══ Records provided
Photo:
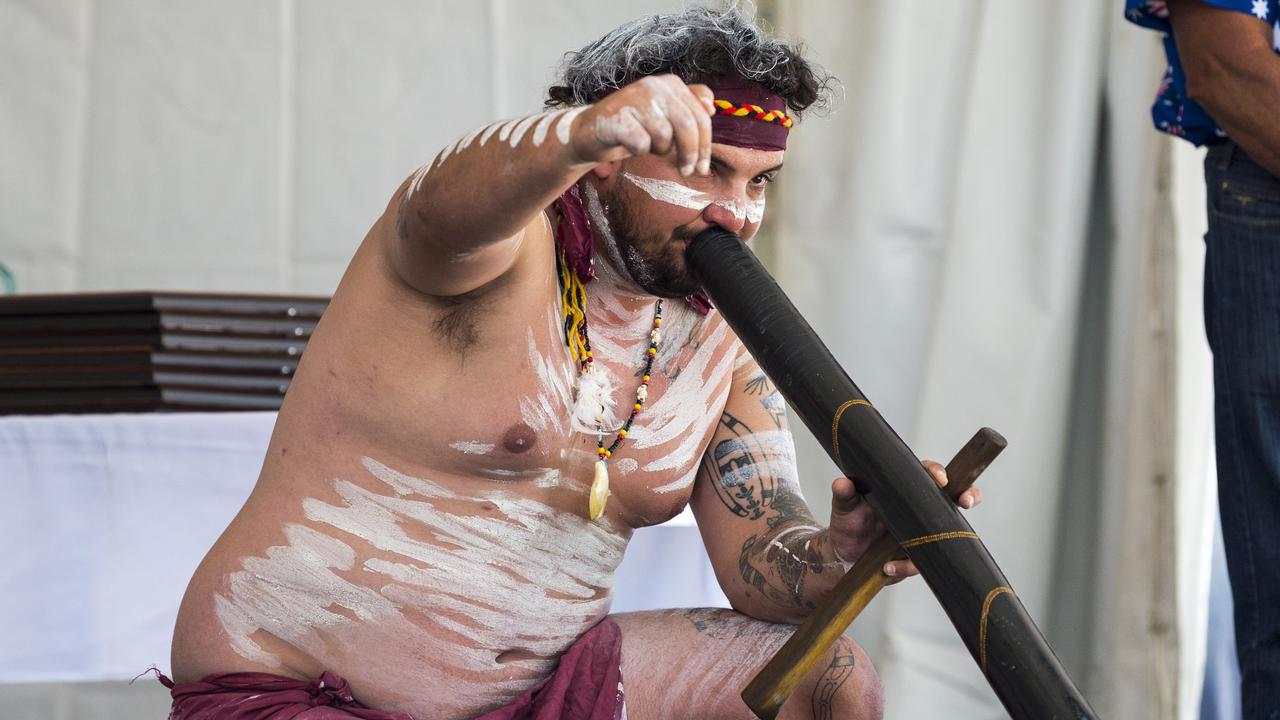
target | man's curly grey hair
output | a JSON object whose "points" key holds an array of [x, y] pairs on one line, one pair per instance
{"points": [[696, 45]]}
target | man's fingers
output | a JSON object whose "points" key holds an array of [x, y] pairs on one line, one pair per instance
{"points": [[702, 104], [680, 108], [970, 497], [899, 570], [844, 496], [937, 472]]}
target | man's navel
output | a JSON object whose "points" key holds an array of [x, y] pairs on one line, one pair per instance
{"points": [[519, 438]]}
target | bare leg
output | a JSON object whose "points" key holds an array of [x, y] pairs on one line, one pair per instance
{"points": [[695, 662]]}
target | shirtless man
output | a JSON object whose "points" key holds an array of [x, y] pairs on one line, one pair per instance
{"points": [[420, 540]]}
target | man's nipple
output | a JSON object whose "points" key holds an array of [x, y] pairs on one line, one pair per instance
════
_Task brief_. Please output the data verbatim, beginning at the line that contains "target | bare leg" and stopping after the final line of the data.

_Exercise answer_.
target | bare leg
output | a JSON object whose "points" key holds an array of [x, y] pairs on one line, one pair per instance
{"points": [[695, 662]]}
target | shirtless man
output | a JSON object whose "points" key holds an array of [x, y] pairs on one line, one pair per instance
{"points": [[420, 540]]}
target | man's nipple
output | a JSON object whose "points" key holds an array of [x, y] pairs on one line, one pair per instance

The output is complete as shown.